How to complete this task:
From the line containing "Query: man's nose" through the last line of the data, return those lines exactly as written and nothing more.

Data for review:

=== Begin Enclosure ===

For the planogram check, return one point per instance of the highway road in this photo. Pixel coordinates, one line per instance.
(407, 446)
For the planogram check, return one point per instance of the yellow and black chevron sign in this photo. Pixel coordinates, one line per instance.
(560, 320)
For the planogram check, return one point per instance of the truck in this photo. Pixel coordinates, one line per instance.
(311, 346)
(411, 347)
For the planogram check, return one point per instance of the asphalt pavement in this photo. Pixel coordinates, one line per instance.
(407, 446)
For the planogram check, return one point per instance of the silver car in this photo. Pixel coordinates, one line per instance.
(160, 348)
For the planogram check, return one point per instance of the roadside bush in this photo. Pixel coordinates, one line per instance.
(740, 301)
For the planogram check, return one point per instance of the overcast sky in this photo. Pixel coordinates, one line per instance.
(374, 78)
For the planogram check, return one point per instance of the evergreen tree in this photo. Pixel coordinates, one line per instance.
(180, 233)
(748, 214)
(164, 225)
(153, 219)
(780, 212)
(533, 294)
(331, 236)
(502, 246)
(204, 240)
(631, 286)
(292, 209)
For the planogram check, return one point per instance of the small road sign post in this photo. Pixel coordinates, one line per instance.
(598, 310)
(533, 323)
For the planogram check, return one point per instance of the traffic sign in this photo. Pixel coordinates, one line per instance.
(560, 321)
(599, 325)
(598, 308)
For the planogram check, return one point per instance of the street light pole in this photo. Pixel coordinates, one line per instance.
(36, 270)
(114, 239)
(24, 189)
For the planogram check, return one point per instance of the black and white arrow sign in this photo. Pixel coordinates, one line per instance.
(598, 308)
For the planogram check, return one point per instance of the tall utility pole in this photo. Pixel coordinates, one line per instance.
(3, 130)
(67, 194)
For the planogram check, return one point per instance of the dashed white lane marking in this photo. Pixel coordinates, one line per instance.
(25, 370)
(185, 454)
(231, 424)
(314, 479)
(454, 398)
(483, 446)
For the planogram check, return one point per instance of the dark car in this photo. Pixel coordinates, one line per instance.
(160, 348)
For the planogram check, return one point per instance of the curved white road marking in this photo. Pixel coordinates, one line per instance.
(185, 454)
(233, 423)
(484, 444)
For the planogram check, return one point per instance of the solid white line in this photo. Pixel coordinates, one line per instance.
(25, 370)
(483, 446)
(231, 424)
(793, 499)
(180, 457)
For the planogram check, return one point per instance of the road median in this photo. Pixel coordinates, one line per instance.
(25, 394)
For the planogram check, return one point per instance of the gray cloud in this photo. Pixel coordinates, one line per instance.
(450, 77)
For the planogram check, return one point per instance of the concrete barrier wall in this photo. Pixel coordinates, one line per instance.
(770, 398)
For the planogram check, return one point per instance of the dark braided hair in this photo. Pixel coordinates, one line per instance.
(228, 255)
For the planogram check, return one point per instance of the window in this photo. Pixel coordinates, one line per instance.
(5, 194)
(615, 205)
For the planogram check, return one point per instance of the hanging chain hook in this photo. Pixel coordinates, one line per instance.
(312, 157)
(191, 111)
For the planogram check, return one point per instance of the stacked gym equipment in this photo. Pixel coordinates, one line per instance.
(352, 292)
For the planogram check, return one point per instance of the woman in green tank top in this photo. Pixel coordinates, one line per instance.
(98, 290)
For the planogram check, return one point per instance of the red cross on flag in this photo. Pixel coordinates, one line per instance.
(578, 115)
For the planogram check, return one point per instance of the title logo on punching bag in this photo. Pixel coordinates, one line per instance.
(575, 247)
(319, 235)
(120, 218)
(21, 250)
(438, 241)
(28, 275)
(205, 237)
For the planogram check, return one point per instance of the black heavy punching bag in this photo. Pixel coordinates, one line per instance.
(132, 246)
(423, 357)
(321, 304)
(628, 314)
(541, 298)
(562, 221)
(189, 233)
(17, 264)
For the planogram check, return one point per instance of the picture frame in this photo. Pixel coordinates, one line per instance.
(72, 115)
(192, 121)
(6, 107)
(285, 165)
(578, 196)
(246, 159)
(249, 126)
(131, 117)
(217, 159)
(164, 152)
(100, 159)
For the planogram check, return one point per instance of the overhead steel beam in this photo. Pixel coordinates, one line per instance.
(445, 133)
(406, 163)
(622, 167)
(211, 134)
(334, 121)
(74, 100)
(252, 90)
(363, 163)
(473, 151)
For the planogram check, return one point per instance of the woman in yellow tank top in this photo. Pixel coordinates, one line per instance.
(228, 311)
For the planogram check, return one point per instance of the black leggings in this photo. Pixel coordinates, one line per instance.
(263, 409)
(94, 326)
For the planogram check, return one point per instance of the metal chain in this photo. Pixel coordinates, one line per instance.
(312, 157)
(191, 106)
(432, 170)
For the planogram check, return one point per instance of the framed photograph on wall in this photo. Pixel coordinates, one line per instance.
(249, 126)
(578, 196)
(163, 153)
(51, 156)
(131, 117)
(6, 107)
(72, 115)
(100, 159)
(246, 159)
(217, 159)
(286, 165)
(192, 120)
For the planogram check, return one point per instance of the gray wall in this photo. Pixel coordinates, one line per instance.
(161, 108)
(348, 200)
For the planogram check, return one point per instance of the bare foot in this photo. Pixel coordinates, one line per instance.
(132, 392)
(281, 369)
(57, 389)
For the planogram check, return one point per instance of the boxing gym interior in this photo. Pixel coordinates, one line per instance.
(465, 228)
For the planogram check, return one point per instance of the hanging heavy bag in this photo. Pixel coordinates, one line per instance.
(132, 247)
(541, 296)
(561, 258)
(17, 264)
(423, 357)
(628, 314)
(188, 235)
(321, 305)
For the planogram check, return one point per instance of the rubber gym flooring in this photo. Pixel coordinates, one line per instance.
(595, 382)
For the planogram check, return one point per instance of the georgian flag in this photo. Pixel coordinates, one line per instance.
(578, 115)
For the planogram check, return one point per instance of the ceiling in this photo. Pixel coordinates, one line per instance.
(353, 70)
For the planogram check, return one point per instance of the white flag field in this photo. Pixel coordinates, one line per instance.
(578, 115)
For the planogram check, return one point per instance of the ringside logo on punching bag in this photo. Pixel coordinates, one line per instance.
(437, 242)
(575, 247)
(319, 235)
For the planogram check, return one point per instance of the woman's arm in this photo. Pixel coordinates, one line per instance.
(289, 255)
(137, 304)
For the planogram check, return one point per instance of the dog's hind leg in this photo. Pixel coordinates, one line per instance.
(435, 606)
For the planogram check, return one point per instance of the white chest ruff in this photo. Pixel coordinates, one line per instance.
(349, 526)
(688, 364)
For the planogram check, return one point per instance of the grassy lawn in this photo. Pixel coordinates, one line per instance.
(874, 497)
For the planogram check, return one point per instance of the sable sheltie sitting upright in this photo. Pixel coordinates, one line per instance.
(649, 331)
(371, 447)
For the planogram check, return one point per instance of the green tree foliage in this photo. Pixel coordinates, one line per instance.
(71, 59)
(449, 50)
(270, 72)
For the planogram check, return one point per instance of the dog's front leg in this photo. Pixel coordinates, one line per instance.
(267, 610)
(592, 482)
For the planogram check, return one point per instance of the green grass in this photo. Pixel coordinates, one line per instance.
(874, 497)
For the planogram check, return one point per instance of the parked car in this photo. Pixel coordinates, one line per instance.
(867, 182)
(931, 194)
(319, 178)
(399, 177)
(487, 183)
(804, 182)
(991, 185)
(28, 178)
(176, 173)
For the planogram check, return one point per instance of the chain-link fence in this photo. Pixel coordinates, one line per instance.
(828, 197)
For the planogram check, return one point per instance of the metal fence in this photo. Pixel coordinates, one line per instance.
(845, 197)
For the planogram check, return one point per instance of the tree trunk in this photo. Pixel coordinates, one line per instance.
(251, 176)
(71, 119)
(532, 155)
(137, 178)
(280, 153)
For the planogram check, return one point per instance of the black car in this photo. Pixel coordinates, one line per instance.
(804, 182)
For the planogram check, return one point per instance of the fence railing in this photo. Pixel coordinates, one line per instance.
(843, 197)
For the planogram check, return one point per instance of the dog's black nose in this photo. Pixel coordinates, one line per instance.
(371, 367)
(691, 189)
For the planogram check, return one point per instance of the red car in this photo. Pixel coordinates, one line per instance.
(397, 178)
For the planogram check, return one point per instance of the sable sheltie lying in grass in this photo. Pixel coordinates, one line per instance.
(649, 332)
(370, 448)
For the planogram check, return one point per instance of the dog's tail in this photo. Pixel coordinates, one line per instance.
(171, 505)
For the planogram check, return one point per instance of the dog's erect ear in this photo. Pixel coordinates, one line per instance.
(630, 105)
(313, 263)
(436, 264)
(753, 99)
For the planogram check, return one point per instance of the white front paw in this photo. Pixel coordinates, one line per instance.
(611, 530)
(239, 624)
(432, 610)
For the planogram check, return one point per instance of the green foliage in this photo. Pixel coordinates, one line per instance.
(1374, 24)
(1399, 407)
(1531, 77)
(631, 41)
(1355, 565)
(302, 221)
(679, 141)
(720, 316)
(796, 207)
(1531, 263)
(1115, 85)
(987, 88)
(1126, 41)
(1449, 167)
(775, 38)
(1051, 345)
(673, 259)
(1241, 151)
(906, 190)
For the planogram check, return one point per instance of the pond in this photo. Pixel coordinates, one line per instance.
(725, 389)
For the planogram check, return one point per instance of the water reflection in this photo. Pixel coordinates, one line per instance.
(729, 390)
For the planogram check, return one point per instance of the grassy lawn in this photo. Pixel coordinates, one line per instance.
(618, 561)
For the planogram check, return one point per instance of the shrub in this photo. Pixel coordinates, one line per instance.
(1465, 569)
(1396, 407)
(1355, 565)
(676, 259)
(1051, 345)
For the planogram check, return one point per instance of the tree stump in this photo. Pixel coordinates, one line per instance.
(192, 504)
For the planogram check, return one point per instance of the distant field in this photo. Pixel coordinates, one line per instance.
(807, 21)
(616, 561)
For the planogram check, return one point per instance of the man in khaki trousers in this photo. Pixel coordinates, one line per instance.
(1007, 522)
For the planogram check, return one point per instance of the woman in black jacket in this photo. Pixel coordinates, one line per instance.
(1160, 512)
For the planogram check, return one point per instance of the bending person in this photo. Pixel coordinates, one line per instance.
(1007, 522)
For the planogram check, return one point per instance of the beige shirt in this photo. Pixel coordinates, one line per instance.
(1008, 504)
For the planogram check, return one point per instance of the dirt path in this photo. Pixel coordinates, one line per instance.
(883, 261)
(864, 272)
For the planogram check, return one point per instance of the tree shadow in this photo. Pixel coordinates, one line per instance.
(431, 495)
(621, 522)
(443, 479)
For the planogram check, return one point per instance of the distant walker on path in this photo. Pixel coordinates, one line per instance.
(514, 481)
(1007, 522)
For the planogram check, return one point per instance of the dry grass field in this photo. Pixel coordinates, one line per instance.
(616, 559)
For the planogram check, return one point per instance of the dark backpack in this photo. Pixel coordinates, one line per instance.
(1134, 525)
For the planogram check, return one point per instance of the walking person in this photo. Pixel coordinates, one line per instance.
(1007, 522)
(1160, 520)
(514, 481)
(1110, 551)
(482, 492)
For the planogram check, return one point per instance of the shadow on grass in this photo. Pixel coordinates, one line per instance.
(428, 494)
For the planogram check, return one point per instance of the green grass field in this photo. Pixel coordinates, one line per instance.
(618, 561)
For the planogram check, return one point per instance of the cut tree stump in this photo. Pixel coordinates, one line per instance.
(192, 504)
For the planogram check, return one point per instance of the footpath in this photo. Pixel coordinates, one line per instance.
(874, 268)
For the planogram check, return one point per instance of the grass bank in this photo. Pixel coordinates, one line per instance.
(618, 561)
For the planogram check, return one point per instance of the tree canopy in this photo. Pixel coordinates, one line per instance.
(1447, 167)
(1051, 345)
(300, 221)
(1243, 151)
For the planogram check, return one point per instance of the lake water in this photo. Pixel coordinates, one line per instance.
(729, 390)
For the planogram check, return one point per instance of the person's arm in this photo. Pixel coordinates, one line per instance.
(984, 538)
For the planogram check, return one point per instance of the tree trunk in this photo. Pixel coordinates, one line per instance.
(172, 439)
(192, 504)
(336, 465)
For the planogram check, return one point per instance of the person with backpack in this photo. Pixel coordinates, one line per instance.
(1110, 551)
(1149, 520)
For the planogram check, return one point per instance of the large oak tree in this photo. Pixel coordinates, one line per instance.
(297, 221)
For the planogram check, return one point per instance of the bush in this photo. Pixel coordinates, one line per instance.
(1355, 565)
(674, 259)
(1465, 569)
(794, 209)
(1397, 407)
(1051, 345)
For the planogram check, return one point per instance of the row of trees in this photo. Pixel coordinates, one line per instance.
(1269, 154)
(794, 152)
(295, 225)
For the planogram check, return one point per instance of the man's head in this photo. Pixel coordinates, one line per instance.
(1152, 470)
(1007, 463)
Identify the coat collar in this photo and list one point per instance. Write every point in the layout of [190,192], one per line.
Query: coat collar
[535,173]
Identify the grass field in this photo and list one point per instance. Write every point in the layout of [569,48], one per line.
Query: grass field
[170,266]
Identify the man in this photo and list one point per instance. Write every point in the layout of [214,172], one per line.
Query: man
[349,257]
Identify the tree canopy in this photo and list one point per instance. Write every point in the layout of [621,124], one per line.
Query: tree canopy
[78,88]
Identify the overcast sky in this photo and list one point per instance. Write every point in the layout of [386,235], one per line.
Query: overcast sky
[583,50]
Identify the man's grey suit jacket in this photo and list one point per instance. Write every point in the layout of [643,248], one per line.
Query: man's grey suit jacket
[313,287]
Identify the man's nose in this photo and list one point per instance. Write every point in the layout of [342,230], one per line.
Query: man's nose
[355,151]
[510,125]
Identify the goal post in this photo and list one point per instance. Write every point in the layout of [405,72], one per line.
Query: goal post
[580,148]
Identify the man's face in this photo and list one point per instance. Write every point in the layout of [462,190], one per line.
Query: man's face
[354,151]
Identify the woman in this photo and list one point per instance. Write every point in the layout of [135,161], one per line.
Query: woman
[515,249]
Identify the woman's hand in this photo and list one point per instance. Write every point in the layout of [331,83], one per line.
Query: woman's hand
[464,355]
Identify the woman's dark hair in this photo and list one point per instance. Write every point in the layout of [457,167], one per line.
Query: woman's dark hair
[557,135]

=== End Enclosure ===

Your response:
Query: man's nose
[355,151]
[510,125]
Identify the goal post in this photo and list one point per instance. Write every point in the layout of [405,72], one per line.
Query: goal post
[580,148]
Identify the man's face in this photo and list one point per instance. Write every point in the layout of [462,190], one per line.
Query: man's face
[354,151]
Identify the woman in this photo and list one point per instance. Write every point in the layout of [135,161], one per line.
Query: woman
[515,249]
Identify the woman's hand in this photo and list one point per instance. Write every point in the layout of [331,83], one per line.
Query: woman's hand
[464,355]
Identify the woman's dark hair in this photo and list one point per instance. Write every point in the layout of [457,167], one per line.
Query: woman's dark hair
[557,135]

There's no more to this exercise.